━━ FRAGMENTO DEL TEXTO ━━
Oh, Señor, tú desplumas abrasando, escribió alguna vez Eliot, según no recuerdo qué traducción alguna vez leída. Y henos aquí: bípedos pensantes y desplumados a la brasa, perdidos y sumamente encabronados; ah, y claro, con ganas de tirar la mesa sobre la cara del jugador de enfrente, gritando, cuchillo en mano, que fue trampa: ¡Vas a morir, perro! Y el público que ríe y ríe y sigue y seguirá riendo.
Canallas...
Y ya nadie nos cree.

II
Me habría gustado ser muchas cosas: torero, boxeador, chef, cineasta, piloto de aviones o de autos –creo que para eso último poseo todavía alguna aptitud (y quien no me crea, présteme su coche, si se anima)–, bandido de vieja escuela de película, contrabandista y músico. Pero me faltó talento para todo y, otras veces, también, ambición o dinero.
A cambio, fui obrero, comerciante de embutidos, asistente de químicos farmacobiólogos, mesero, editor, cantante, reportero, profesor y bibliotecario... ah sí, y corrector de estilo (para otros, porque para mí soy francamente el peor: un corrector es casi ciego cuando se trata de las erratas propias).
Con todo, no he logrado ni media mitad de un retazo de lo que deseé. Cuando era buen estudiante y deportista, me volqué en el ajedrez; después, cuando ya casi estaba en vías de ser mejor ajedrecista que estudiante, llegaron los vicios; más tarde fueron las letras quienes me sedujeron las infames y, por último, dejé de jugar en serio con las palabras para infidelizarlas con la vida. Hoy ya no sé ni quién soy o fui: sé, eso sí, que vienen más mujeres (una al menos, quiero suponer), peores letras, más peleas de bar y calle, otra de tantas malas cuadraturas de borracho que quiere cantar, más gatos negros que atraviesan la calle a la hora más inoportuna, y espejos que se rompen contra mí cuando ya no espero nada.
Haga lo que haga, debo reconocer que en todo camino me extravié. Soy el desesperado, la palabra sin ecos, el que lo perdió todo, y el que todo lo tuvo, escribió alguna vez el joven Neruda. Y para peor, el amor es hoy un sostén que se arranca mecánicamente cada jueves por la tarde; un nombre guardado en un papel bajo el bolsillo izquierdo; un dos, un ocho y luego un tres o un nueve, un número que ya no recuerdo. ¿Para qué tomé el teléfono? ¿Qué decía?
Y así es como he trazado siempre los renglones en blanco de la pérdida.

III
Hace un par de horas escuché en un disco una canción que al final resumía esto: “Cuando yo nací este mundo ya era una prisión”. Al respecto, opino lo mismo que mi hermano lobo: a mí ni me pregunten; el mundo ya estaba bastante deteriorado cuando aparecí por aquí, apenas como extra, dice él a grandes rasgos.
━━━
Transcribe sin cambios del fragmento anterior el pasaje que comienza en “Oh, Señor, tú” y termina en “Canallas...”.
━━ EXTRACTO DE DATOS ━━
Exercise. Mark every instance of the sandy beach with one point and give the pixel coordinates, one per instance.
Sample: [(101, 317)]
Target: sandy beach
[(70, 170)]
━━━
#### RESPUESTA DEL EJERCICIO
Oh, Señor, tú desplumas abrasando, escribió alguna vez Eliot, según no recuerdo qué traducción alguna vez leída. Y henos aquí: bípedos pensantes y desplumados a la brasa, perdidos y sumamente encabronados; ah, y claro, con ganas de tirar la mesa sobre la cara del jugador de enfrente, gritando, cuchillo en mano, que fue trampa: ¡Vas a morir, perro! Y el público que ríe y ríe y sigue y seguirá riendo.
Canallas...